(Entries from a point annotation set)
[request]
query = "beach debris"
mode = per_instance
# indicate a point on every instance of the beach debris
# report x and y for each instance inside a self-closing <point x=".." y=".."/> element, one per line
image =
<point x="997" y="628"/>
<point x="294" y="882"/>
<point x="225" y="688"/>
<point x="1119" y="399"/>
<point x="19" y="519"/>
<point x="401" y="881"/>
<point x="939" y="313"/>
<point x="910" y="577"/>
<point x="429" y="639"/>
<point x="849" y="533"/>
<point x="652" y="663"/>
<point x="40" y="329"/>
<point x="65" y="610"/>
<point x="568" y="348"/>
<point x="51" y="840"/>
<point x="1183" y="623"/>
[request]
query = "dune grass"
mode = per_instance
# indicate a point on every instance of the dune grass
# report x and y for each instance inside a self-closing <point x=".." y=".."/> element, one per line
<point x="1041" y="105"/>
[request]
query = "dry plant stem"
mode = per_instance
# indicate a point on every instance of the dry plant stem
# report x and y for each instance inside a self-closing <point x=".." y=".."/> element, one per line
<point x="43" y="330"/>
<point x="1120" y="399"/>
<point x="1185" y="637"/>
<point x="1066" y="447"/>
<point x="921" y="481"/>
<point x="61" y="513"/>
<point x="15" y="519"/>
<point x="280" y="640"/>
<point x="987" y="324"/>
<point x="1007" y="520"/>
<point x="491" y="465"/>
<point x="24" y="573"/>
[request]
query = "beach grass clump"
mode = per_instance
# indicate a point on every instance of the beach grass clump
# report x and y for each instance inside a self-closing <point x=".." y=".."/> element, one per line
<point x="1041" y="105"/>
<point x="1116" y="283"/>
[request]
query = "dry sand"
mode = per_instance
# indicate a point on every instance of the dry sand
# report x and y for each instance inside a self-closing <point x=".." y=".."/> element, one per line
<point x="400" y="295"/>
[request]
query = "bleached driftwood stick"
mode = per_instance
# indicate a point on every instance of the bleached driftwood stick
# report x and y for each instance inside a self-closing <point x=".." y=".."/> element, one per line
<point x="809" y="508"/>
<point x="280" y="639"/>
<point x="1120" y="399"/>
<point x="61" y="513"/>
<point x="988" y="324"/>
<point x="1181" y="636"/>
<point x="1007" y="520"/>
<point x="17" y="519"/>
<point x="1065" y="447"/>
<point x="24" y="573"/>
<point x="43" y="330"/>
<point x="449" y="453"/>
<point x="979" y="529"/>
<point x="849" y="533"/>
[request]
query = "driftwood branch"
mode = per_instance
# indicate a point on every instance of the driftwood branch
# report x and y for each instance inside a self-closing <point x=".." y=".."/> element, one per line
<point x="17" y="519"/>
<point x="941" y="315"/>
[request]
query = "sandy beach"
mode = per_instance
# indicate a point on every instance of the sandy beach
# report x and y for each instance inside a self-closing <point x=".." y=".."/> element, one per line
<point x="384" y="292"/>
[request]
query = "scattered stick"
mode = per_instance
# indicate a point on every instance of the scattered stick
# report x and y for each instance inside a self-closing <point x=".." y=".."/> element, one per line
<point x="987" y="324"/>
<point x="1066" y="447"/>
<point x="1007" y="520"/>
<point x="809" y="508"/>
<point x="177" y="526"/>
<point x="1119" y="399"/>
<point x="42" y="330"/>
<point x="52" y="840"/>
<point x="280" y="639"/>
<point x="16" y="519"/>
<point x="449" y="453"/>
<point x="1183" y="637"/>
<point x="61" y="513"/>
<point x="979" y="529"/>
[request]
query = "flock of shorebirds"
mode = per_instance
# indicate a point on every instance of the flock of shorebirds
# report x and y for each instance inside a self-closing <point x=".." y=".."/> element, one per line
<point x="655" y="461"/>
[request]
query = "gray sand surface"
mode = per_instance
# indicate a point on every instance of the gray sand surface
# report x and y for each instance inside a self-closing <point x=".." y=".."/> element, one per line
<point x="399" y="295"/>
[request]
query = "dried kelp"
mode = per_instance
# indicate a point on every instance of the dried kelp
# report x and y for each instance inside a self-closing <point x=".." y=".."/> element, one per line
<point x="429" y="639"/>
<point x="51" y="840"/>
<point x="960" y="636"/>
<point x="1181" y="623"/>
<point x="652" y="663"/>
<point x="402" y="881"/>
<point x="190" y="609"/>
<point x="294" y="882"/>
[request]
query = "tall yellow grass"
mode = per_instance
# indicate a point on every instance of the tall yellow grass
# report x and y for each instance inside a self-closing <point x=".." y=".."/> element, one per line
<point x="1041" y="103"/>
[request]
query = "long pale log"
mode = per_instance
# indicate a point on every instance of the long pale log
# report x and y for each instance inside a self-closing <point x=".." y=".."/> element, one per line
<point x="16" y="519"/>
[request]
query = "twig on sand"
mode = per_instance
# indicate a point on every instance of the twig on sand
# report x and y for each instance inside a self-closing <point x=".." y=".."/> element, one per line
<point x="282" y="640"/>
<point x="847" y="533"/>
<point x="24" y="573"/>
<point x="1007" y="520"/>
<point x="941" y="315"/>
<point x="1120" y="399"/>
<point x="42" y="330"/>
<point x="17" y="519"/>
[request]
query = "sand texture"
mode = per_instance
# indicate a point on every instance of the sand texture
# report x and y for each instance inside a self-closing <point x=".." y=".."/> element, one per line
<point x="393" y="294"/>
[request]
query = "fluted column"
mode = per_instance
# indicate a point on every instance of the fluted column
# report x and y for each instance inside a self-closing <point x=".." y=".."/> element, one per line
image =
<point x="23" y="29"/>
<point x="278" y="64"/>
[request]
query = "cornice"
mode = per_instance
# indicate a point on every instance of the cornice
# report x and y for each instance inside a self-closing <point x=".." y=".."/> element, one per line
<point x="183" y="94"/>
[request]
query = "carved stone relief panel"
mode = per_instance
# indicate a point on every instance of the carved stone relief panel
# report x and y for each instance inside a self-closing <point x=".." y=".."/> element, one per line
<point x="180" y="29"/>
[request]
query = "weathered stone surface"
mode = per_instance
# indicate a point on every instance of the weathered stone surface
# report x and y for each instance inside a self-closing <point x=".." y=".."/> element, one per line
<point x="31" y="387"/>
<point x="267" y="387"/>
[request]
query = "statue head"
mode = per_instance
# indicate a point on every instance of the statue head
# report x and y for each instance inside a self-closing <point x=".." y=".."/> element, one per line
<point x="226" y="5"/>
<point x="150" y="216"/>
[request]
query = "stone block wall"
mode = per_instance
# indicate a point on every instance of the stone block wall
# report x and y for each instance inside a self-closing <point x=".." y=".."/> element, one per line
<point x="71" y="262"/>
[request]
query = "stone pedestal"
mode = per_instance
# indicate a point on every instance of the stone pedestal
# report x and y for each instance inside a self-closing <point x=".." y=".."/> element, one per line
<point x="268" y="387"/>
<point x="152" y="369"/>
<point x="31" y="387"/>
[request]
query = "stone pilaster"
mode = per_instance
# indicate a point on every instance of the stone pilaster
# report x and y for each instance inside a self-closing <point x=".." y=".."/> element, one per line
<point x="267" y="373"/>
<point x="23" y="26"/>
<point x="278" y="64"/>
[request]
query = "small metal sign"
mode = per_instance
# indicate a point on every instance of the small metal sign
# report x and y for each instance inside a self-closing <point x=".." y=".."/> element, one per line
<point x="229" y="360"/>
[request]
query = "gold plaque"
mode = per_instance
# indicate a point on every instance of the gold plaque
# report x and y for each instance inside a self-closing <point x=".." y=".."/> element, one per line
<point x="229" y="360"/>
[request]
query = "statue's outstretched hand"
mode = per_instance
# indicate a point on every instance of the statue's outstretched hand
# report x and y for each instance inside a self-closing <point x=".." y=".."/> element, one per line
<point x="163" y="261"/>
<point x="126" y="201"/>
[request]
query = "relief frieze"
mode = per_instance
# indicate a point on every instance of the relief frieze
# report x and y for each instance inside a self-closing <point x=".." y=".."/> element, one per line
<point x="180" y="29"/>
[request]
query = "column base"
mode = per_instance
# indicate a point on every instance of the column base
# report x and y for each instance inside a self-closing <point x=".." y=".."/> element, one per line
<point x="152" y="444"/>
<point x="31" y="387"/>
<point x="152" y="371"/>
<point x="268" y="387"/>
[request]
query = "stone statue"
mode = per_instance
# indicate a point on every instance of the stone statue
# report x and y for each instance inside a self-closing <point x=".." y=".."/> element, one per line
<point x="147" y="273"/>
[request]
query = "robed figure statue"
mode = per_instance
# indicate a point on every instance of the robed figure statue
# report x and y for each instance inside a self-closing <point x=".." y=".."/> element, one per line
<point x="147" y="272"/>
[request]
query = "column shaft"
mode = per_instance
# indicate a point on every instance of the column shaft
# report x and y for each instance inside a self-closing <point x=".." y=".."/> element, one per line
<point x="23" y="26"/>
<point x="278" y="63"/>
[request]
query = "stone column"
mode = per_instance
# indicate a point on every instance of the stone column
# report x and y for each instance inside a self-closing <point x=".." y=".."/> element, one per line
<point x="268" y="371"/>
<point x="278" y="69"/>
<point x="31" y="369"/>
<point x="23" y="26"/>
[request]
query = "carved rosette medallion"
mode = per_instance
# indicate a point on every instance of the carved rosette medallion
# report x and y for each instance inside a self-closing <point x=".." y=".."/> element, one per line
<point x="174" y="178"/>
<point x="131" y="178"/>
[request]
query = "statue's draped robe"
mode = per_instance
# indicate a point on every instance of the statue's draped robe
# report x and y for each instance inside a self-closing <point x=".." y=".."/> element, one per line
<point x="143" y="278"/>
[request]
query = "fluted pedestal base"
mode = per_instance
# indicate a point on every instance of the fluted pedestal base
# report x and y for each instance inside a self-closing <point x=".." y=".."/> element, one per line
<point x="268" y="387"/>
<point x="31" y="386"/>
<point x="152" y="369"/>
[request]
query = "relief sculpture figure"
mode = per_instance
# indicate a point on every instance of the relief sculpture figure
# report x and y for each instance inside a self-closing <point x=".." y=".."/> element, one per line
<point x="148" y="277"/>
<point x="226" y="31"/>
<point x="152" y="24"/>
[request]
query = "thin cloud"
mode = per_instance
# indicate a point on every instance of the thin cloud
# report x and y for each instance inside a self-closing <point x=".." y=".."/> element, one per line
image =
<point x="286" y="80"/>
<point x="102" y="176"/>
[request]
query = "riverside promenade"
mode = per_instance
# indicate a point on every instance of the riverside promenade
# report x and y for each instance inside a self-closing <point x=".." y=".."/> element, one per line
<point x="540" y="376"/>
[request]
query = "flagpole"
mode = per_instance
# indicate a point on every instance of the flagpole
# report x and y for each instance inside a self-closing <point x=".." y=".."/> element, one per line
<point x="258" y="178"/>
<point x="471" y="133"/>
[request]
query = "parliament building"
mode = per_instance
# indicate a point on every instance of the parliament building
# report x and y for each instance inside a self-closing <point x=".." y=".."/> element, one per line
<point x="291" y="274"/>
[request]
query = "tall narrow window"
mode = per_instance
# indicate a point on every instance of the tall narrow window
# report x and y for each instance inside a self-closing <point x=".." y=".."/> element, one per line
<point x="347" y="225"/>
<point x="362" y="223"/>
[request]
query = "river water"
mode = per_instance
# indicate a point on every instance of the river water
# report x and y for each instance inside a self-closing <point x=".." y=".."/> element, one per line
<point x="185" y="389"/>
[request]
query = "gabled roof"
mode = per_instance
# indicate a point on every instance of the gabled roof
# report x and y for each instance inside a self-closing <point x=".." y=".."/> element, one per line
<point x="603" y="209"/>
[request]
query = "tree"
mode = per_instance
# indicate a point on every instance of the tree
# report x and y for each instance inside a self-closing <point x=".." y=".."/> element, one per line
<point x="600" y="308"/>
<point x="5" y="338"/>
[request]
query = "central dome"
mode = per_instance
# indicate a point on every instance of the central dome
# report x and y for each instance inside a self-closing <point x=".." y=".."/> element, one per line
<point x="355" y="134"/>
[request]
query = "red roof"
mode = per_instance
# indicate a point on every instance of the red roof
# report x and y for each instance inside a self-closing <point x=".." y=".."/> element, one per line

Exercise ▸ Pick out every line in the material above that contains the word "fluted", and copy each of those lines.

Result of this task ▸
query = "fluted column"
# indicate a point on every instance of the fluted column
query = "fluted pedestal base"
# indicate a point on every instance of the fluted pedestal base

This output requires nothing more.